• **TEXTE DU DOCUMENT**:
Afrique Centrale et de l'Ouest : Peu de profit de la manne pétrolière, constatent des évêques
ABIDJAN, 18 juillet (IRIN) - L’Afrique
centrale est riche en pétrole et autres ressources naturelles mais ses habitants figurent
parmi les plus pauvres du monde, ont constaté des évêques, qui ont invité les
compagnies pétrolières, les gouvernements, les organismes internationaux et les églises
des pays occidentaux à aider à mettre fin aux inégalités liées à l’industrie
pétrolière dans la région.
L’appel a été publié dans une lettre pastorale conjointe sur l’impact du
pétrole dans la région, distribuée à l’issue de l’assemblée plénière de
l’Association des Conférences épiscopales de la région d’Afrique centrale
(ACERAC), tenue du 7 au 14 juillet à Malabo, capitale de la Guinée équatoriale.
Une région pétrolière stratégique
La quasi totalité des pays de la région est soit un producteur de pétrole établi, soit
un producteur nouveau ou prospectif. Depuis près de trente ans, le Cameroun, le Gabon et
la République du Congo exportent le pétrole. Le Tchad et la Guinée équatoriale entrent
progressivement au rang des pays producteurs de pétrole. Les recherches pétrolières
semblent prometteuses dans le Nord-Est de la République Centrafricaine, ont noté les
évêques.
Le Golfe de Guinée – qui comprend le Cameroun, le Congo, la Guinée équatoriale et
le Gabon, de même que le Nigéria - , dans son ensemble, devient une zone stratégique
importante dans l’exploitation du pétrole mondial, ont-ils affirmé.

• **DONNÉES SOURCES**:

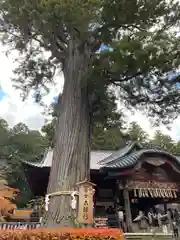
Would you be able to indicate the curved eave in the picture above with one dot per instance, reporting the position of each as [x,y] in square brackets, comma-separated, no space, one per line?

• **CONSIGNES**:
(a) Recopiez un passage de l'article sur le pétrole en Afrique centrale. Commencez aux mots « Une région pétrolière » et arrêtez-vous après « mondial, ont-ils affirmé. ».
(b) D'après l'article sur le pétrole en Afrique centrale, dans quelle ville s'est tenue l'assemblée plénière de l'ACERAC ?
(c) Poursuivez l'article sur le pétrole en Afrique centrale à la suite de sa dernière phrase.

• **CORRIGÉ**:
(a)
Une région pétrolière stratégique
La quasi totalité des pays de la région est soit un producteur de pétrole établi, soit
un producteur nouveau ou prospectif. Depuis près de trente ans, le Cameroun, le Gabon et
la République du Congo exportent le pétrole. Le Tchad et la Guinée équatoriale entrent
progressivement au rang des pays producteurs de pétrole. Les recherches pétrolières
semblent prometteuses dans le Nord-Est de la République Centrafricaine, ont noté les
évêques.
Le Golfe de Guinée – qui comprend le Cameroun, le Congo, la Guinée équatoriale et
le Gabon, de même que le Nigéria - , dans son ensemble, devient une zone stratégique
importante dans l’exploitation du pétrole mondial, ont-ils affirmé.

(b) À Malabo, capitale de la Guinée équatoriale.

(c)
« Il offre une alternative intéressante au Moyen-Orient », ajoute le document intitulé
"L'Eglise et la pauvreté en Afrique centrale: le cas du pétrole". «
Vingt-cinq pour cent du pétrole américain sera bientôt importé d’Afrique
subsaharienne, avec une part importante tirée de nos pays ».
Pourtant, la vaste majorité des habitants de l’Afrique centrale n’a pas
bénéficié de son pétrole et ce pour plusieurs raisons, indiquent l’ACERAC (en
anglais : Association of Episcopal Conferences of the Region of Central Africa).
Alors que les Etats membres de l’Organisation des Pays Exportateurs de Pétrole
(OPEP) ont nationalisé leur secteur pétrolier, le pétrole d’ Afrique centrale en
revanche est aux mains des compagnies étrangères privées, tant et si bien que son
revenu arrive sous forme de taxes. Les pays de l’OPEP effectuent des coupures de
production pour maintenir leurs prix à niveau. Les compagnies d’Afrique centrales
n’ont pas un tel levier.
Les évêques ont également dénoncé ce qu’ils perçoivent comme une « complicité
» entre les compagnies et les politiciens de la région, où les revenus pétroliers sont
utilisés pour maintenir les régimes au pouvoir et où « les contrats sont élaborés et
signés dans le secret absolu ». « Les contrats que nos Etats signent avec les
compagnies [pétrolières] sont sûrement à l’avantage de ces dernières et
renforcent notre dépendance économique », ont-ils souligné.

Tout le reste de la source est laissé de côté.